__WHAT IS REQUIRED__:
Count the lines in the items below that contain the word "floor" and give only that number.

(Point labeling dataset excerpts)

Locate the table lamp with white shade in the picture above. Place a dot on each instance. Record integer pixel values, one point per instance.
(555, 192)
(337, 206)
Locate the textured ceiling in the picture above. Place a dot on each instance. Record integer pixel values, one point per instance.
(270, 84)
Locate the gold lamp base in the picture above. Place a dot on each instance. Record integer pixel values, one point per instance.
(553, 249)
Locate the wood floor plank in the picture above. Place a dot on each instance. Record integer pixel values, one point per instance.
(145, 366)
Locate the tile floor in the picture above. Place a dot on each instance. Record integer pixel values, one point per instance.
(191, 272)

---

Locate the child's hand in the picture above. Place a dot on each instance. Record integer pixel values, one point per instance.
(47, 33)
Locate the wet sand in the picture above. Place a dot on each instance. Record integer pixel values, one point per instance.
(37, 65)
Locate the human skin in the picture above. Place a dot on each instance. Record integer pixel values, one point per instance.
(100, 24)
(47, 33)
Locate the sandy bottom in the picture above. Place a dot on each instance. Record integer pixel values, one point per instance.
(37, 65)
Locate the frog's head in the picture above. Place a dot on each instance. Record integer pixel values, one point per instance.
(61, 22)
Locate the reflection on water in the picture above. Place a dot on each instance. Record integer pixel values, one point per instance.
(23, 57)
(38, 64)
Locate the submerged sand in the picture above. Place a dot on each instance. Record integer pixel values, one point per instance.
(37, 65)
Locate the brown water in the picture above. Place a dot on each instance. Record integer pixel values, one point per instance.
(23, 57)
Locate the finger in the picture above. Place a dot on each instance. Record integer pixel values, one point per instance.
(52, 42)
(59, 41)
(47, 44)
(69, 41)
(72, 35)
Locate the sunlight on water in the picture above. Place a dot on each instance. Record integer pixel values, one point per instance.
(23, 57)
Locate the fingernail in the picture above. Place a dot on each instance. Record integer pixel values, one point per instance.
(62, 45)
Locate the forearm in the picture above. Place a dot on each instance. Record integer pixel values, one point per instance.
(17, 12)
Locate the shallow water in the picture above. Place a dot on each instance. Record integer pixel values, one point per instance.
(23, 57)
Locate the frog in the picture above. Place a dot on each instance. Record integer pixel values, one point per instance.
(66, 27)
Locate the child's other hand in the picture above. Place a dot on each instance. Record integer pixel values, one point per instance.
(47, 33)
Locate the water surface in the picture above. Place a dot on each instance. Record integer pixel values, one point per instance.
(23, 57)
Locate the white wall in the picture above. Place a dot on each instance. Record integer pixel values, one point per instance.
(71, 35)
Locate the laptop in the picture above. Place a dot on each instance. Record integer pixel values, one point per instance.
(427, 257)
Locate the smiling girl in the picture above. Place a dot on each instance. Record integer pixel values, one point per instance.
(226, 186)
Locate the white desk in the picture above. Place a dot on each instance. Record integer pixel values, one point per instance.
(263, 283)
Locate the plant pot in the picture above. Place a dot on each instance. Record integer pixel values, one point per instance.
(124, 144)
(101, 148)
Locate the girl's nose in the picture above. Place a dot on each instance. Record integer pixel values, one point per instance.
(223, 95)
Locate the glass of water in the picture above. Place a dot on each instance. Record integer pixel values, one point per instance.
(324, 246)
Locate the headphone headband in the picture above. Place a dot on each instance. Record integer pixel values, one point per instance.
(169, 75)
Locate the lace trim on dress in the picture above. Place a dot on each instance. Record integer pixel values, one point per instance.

__WRITTEN RESPONSE__:
2